Given exercise: Lay out every line of the records below as a numbered list, skipping blank lines. Leave the pictures out.

▬▬▬▬▬▬

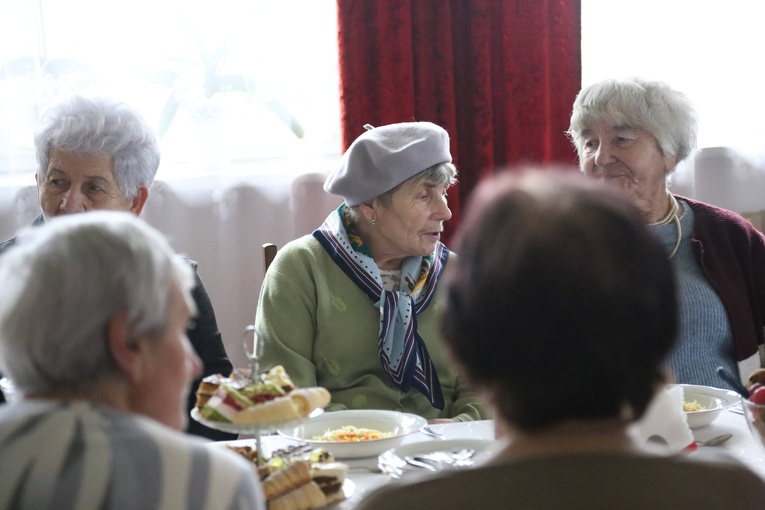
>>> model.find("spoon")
[696,434,733,446]
[420,425,446,440]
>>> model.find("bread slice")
[268,482,327,510]
[231,397,303,423]
[311,462,348,504]
[288,386,331,417]
[263,461,310,501]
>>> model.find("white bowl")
[679,384,741,429]
[279,409,428,459]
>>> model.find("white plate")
[378,439,501,472]
[679,384,741,429]
[278,409,427,459]
[191,407,324,434]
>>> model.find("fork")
[420,425,446,441]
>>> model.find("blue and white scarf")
[313,204,449,409]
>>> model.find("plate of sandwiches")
[191,365,330,434]
[227,445,356,510]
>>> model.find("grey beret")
[324,122,452,205]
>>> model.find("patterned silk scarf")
[313,204,449,409]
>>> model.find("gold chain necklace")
[648,193,683,259]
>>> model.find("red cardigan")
[676,196,765,366]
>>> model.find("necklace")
[648,193,683,259]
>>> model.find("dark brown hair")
[442,170,677,431]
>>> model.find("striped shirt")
[0,400,266,510]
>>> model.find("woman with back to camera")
[256,122,482,421]
[569,79,765,389]
[359,172,765,510]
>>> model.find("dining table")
[224,406,765,510]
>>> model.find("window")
[0,0,341,177]
[582,0,765,159]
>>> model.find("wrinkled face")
[132,288,202,430]
[580,123,675,207]
[37,149,134,220]
[374,177,452,260]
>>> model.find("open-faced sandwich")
[197,365,330,424]
[229,446,348,510]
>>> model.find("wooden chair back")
[263,243,276,271]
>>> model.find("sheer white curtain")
[0,0,340,365]
[582,0,765,212]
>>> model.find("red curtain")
[338,0,581,239]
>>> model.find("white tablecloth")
[227,411,765,509]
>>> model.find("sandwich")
[197,365,330,424]
[311,462,348,504]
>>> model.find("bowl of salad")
[279,409,427,459]
[680,384,741,429]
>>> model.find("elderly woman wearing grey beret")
[256,122,485,422]
[569,79,765,389]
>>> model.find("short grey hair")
[35,96,159,200]
[568,78,698,170]
[0,211,195,393]
[349,159,457,222]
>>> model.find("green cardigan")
[255,236,488,421]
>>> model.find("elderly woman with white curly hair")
[0,211,265,510]
[569,78,765,389]
[0,95,236,440]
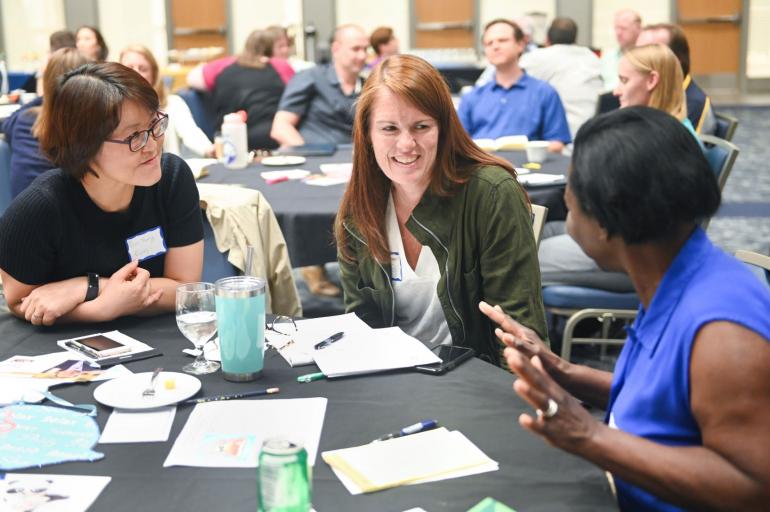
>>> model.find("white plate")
[261,155,306,166]
[94,372,201,409]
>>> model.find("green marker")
[297,372,326,382]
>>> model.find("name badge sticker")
[390,252,404,281]
[126,226,167,261]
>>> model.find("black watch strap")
[86,272,99,302]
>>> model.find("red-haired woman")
[335,55,546,365]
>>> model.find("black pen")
[313,332,345,350]
[65,341,99,359]
[182,388,281,404]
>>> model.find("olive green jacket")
[338,167,548,365]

▬▬▬▬▬▬

Complete output:
1. >>> model.find("spoon")
2. [696,434,733,446]
3. [420,425,446,440]
4. >>> model.find("bread slice")
5. [268,482,327,510]
6. [231,397,303,423]
7. [311,462,348,504]
8. [288,386,331,417]
9. [263,461,310,501]
10. >>> model.find("white bowl")
11. [679,384,741,429]
12. [279,409,428,459]
13. >>> model.find("white plate")
14. [378,439,501,472]
15. [679,384,741,429]
16. [278,409,427,459]
17. [191,407,324,434]
18. >>> model.find("fork")
19. [420,425,446,441]
20. >>> model.find("blue and white scarf")
21. [313,204,449,409]
22. >>> model.find("plate of sandwiches")
23. [191,365,330,434]
24. [227,445,356,510]
25. >>> model.find("grey beret")
26. [324,122,452,205]
27. >>> model.find("patterned silk scarf")
28. [313,204,449,409]
29. >>> model.find("gold chain necklace")
30. [648,193,683,259]
31. >>> model.find("red cardigan")
32. [676,196,765,366]
33. >>> model.find("necklace")
34. [648,193,683,259]
35. >>> model.find("dark brown hair")
36. [442,170,677,431]
37. >>> model.find("striped shirt")
38. [0,400,266,510]
39. >>> model.find("woman with back to camera")
40. [256,122,482,421]
41. [569,79,765,389]
42. [359,172,765,510]
43. >>> model.find("dining table")
44. [224,406,765,510]
45. >>> model.find("window")
46. [0,0,341,177]
47. [582,0,765,159]
48. >>> model.find("wrinkled face")
49. [132,288,202,430]
50. [580,123,675,207]
51. [37,149,134,220]
52. [374,177,452,260]
53. >>> model.find("open-faced sandwich")
54. [197,365,330,424]
55. [229,446,348,510]
56. >>> model.find("wooden chair back")
57. [263,243,276,271]
58. >>> model.find("sheer white curtain")
59. [0,0,340,365]
60. [582,0,765,212]
61. >>> model.find("red curtain")
62. [338,0,581,239]
63. >>> model.find("white tablecloth")
64. [227,411,765,509]
65. >>> model.find("sandwich")
66. [197,365,330,424]
67. [311,462,348,504]
68. >>> model.find("bowl of salad")
69. [279,409,427,459]
70. [680,384,741,429]
71. >>> model.find("elderly woman wearing grey beret")
72. [256,122,485,422]
73. [569,79,765,389]
74. >>> model.find("short grey hair")
75. [35,96,159,200]
76. [568,78,698,170]
77. [0,211,195,393]
78. [349,159,457,222]
79. >>> model.find("green cardigan")
80. [255,236,488,421]
81. >>> model.find("elderly woman with white curly hair")
82. [0,211,265,510]
83. [569,78,765,389]
84. [0,95,236,440]
85. >>> model.find("white plate")
86. [261,155,306,166]
87. [94,372,201,409]
88. >>> model.find("green marker")
89. [297,372,326,382]
90. >>> model.find("name badge sticker")
91. [390,252,404,281]
92. [126,226,167,261]
93. >>> model.find("black watch strap")
94. [86,272,99,302]
95. >>> model.find("red-haired woman")
96. [335,55,546,365]
97. >>> model.find("black pen")
98. [313,332,345,350]
99. [65,341,99,359]
100. [182,388,281,404]
101. >>> model.find("olive green jacket")
102. [338,167,548,365]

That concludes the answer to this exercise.